### Data to process
════════════════
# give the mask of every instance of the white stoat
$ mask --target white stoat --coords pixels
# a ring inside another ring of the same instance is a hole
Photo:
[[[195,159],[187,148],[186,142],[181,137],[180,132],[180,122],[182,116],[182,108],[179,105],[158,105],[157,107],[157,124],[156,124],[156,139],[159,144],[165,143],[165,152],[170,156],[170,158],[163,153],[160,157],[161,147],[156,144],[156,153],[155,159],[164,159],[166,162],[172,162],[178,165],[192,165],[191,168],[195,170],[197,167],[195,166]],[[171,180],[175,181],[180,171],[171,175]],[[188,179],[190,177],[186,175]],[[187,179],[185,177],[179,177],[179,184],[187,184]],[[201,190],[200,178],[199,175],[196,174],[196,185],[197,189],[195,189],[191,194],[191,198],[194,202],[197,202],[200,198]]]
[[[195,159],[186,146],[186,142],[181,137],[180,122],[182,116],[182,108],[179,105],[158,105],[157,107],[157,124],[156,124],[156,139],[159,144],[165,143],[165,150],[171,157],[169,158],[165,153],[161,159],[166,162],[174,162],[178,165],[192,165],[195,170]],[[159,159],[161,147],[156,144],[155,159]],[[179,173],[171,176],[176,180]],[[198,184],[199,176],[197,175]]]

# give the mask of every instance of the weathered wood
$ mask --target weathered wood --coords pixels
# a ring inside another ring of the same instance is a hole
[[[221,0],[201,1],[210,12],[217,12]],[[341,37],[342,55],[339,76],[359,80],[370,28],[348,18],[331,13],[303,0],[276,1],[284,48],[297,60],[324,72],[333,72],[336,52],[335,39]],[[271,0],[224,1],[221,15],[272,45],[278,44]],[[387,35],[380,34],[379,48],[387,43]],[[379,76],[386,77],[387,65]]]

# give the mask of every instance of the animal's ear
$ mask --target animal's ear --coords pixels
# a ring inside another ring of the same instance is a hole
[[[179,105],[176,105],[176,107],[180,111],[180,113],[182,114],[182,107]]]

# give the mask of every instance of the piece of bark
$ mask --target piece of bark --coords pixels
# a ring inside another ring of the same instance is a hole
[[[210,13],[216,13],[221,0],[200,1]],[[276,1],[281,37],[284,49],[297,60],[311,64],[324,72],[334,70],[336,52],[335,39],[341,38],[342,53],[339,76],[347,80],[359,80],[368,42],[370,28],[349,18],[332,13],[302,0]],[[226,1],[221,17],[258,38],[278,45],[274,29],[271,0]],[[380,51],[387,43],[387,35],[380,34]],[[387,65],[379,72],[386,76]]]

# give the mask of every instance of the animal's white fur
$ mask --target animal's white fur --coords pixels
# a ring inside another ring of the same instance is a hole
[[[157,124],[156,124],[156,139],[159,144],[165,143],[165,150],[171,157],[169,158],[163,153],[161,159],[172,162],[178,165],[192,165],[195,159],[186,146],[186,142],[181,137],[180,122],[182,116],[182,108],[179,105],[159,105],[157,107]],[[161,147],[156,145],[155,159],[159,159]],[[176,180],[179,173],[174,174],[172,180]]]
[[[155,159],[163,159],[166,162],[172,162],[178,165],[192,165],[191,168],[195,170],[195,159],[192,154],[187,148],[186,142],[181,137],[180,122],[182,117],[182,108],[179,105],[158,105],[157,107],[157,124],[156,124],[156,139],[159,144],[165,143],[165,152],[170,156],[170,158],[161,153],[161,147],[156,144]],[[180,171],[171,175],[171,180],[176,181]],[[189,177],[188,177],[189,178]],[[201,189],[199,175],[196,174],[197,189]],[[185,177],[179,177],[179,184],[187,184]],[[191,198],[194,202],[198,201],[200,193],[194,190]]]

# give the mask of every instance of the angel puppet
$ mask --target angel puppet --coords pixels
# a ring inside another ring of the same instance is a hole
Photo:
════════════════
### Goal
How many lines of the data above contain the string "every"? Case must match. Give only the number.

### Result below
6